**About this task:** Write what comes next in the passage on the history of the Villa Delizia, picking up after its last sentence.

**Supplied passage:**
□ □ □ □
The villa stands on the ruins of a fortress dating from the 11th century. It was built in the 16th century by the Medici as a hunting residence.
It was once at the centre of a small town with a church, stables, a garden and orchards. Throughout the 18th century the villa had a structure that allowed to serve both as a residence and as a centre for controlling agricultural production. One of the owners after the Medici was Pietro Tonini, who played an important role in the Grand Duchy of Tuscany. In 1760 the villa passed to the Banti family, who remodelled it so it could better represent their social and economic prestige, hence the name ‘Villa Delizia’. The interior was sumptuously decorated by the Florentine painter Pietro Giarrè, who also worked at the nearby Charterhouse of Calci.
□ □ □ □
**Extracted records:**

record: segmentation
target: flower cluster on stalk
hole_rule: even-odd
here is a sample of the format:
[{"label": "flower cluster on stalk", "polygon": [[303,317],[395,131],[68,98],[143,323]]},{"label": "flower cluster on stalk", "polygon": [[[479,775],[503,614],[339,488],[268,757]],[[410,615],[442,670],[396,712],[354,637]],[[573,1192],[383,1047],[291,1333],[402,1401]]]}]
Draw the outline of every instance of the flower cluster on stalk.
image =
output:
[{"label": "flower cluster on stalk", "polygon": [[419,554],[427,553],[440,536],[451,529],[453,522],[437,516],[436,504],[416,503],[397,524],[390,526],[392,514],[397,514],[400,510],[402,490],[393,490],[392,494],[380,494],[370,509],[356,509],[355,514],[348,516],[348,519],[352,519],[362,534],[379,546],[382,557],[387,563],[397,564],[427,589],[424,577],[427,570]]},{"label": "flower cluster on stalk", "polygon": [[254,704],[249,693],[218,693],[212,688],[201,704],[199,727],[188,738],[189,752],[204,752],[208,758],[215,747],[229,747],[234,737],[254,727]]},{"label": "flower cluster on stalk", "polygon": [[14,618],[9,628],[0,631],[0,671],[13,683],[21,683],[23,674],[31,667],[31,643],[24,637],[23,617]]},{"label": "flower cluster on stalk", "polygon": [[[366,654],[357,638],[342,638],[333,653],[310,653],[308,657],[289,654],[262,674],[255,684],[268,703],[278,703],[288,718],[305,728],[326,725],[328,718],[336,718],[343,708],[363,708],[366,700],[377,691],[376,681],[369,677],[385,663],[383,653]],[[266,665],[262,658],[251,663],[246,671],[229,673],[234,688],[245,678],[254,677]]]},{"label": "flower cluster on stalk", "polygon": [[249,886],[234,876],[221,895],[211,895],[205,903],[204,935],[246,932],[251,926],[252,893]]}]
□ □ □ □
**Answer box:**
The villa has three storeys above ground and a cellar. The cellar is divided into three rooms. The ground floor and the first floor (piano nobile) have the same layout, with a spacious central hall giving access to the other rooms decorated with frescoes. The attic, formerly used for drying grains and fruit, is divided by three arches and illuminated by openings on the north and south sides. There is also a natural cave, documented as early as 1619 but no longer accessible. It was used as a secret passage by important citizens fleeing to Pisa.
A major role is played by the garden, laid out on three terraces, with the Renaissance flower park communicating with the piano nobile, the camellias with the ground floor, and the ground with the fruit trees with the cellar. The configuration of the garden is a hybrid of medieval elements (the perimeter wall) and Renaissance features (the flower beds, basins and statues).